(DATASET RECORDS):

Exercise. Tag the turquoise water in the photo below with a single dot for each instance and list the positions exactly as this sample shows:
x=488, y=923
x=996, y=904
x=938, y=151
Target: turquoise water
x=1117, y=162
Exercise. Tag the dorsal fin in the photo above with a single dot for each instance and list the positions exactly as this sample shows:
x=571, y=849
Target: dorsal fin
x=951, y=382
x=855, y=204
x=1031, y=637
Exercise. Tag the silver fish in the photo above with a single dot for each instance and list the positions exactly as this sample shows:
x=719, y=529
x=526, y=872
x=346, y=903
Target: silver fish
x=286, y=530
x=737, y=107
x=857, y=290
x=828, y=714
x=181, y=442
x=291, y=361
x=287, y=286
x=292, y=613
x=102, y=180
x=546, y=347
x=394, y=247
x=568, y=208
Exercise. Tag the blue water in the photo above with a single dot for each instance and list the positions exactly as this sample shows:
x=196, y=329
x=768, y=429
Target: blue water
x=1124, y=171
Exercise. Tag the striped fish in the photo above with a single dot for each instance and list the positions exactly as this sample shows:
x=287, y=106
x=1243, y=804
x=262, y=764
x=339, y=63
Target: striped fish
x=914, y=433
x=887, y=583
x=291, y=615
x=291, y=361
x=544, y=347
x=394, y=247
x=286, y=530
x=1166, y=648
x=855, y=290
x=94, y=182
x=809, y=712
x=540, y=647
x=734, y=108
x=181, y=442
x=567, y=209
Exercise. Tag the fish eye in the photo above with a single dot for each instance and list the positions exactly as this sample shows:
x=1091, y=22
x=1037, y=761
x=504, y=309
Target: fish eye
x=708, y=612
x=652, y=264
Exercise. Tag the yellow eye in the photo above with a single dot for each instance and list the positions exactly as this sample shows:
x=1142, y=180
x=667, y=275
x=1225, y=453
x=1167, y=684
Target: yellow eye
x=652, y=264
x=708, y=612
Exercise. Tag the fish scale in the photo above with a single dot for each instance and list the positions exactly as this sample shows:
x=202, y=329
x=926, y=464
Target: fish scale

(EXERCISE): Transcribe, exactly as written, all lines of the entries above from the first to the one containing "x=346, y=903", and no more.

(ANSWER TO THE PROBLEM):
Exercise. Tag the turquoise water in the photo below with a single dot for each instance and list the positions exactly as this sample shows:
x=488, y=923
x=996, y=904
x=938, y=151
Target: turquoise water
x=1117, y=162
Exercise. Tag the dorsal fin in the photo above with a single dot for each instance and list the positions exactly as this sample shows:
x=571, y=849
Target: dorsal fin
x=951, y=382
x=855, y=204
x=1031, y=637
Exercise. Tag the silver fish in the photo above with a single dot for each instance and list the positions exactly as this sample shows:
x=719, y=529
x=526, y=872
x=346, y=903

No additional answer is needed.